**Task details:** Return exactly these lines and no others: the one containing "overturned metal basin." and all that follow it to the end of the listing below.

**Data for review:**
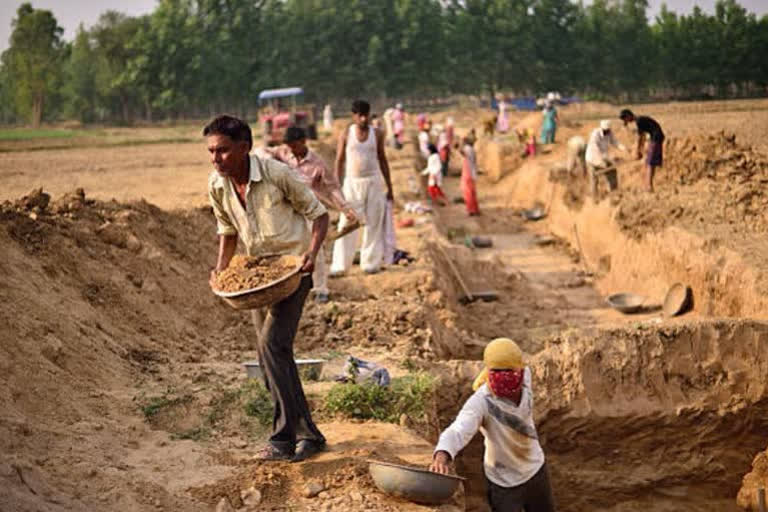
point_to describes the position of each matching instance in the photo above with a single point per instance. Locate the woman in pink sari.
(502, 123)
(398, 124)
(469, 174)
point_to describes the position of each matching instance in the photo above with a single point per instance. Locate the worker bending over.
(598, 154)
(502, 409)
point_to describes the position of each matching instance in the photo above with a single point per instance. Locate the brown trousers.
(535, 495)
(292, 420)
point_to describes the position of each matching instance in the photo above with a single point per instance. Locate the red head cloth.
(506, 383)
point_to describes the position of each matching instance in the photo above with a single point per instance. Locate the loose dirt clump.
(248, 272)
(706, 180)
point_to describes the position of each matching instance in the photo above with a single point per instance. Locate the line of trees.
(196, 57)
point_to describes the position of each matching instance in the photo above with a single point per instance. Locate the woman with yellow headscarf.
(502, 409)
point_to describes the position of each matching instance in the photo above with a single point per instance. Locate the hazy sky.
(70, 13)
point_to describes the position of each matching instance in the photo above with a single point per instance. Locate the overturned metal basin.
(627, 303)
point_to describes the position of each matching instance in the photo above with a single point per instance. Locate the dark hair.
(294, 133)
(361, 107)
(626, 113)
(234, 128)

**Answer:**
point_to describes the position of each matching instance in the photo above with a single point per instance. Locate the overturned metal basin.
(627, 303)
point_to describes the position of each matching instance in the photo above with a single point per instance. Locate the dark hair.
(294, 133)
(361, 107)
(626, 113)
(234, 128)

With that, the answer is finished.